YOUR OBJECTIVE: Copy out all of the data below, putting "a single marker for each instance" in place of every "one marker per instance" and changing nothing else. Leave the pictures out.
____________________
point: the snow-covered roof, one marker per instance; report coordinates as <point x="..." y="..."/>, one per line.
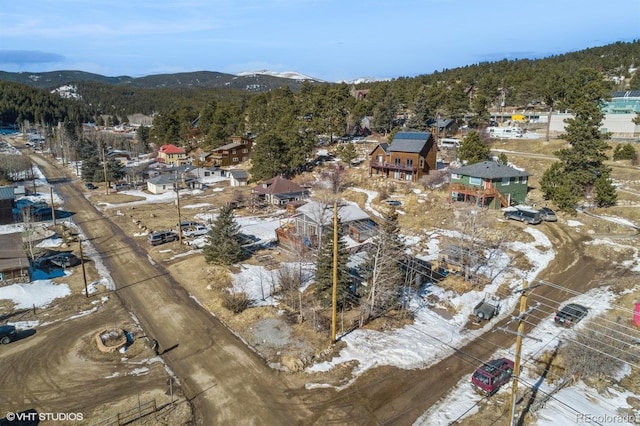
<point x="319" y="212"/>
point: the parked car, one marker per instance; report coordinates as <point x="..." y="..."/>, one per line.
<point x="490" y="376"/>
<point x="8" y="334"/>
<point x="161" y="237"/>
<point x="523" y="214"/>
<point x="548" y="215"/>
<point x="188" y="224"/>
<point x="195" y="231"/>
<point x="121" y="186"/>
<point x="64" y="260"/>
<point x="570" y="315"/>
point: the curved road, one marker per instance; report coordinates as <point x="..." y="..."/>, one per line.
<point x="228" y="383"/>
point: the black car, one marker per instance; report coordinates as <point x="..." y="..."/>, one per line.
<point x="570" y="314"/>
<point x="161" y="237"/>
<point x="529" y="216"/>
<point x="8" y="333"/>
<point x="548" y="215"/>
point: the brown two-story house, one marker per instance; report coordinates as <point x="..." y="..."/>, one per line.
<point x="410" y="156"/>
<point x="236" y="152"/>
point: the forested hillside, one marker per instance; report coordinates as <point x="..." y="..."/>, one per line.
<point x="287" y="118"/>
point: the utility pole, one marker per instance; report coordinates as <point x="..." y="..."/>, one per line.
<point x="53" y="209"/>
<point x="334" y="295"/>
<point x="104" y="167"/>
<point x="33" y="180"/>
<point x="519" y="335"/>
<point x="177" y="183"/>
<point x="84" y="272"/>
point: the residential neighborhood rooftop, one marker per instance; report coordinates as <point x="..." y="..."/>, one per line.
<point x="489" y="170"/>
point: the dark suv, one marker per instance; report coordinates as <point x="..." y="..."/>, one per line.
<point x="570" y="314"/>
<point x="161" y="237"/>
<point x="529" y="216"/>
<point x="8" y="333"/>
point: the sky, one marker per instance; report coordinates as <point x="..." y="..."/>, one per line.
____________________
TASK RESPONSE:
point: the snow-covered roof, a single marker for each instance; report coordinates as <point x="..." y="..."/>, one per line.
<point x="319" y="212"/>
point: the parked car, a single marker for each instance; report coordinates as <point x="..." y="..."/>, one per line.
<point x="490" y="376"/>
<point x="8" y="334"/>
<point x="161" y="237"/>
<point x="523" y="214"/>
<point x="548" y="215"/>
<point x="188" y="224"/>
<point x="195" y="231"/>
<point x="121" y="186"/>
<point x="64" y="260"/>
<point x="570" y="315"/>
point: the curved road, a single marker for each instance; report coordinates as <point x="..." y="..."/>, one per line.
<point x="228" y="383"/>
point: the black car, a single marker for each instance; report coordinates as <point x="..." y="..."/>, one per line.
<point x="570" y="314"/>
<point x="161" y="237"/>
<point x="529" y="216"/>
<point x="8" y="333"/>
<point x="548" y="215"/>
point: the brown two-story house, a single marker for each instance; report coordinates as <point x="..." y="..."/>, one per line.
<point x="410" y="156"/>
<point x="236" y="152"/>
point: the forested hillside, a single marker for each instance; report coordinates as <point x="..." y="..."/>, one per line.
<point x="287" y="118"/>
point: the utility pole, a single marker for each instance; report coordinates as <point x="..." y="..."/>, one per line.
<point x="53" y="209"/>
<point x="334" y="295"/>
<point x="104" y="167"/>
<point x="33" y="180"/>
<point x="519" y="335"/>
<point x="177" y="183"/>
<point x="84" y="272"/>
point: the residential neighborhood rooftop, a single marker for each instance; report coordinates as <point x="..." y="..."/>, one per line.
<point x="489" y="170"/>
point: the dark suv, a single marker for each instance; report coordinates as <point x="..." y="..."/>, one per line.
<point x="570" y="314"/>
<point x="161" y="237"/>
<point x="529" y="216"/>
<point x="8" y="333"/>
point: the sky, a single marker for each instance; report coordinates as <point x="..." y="..."/>, one per line.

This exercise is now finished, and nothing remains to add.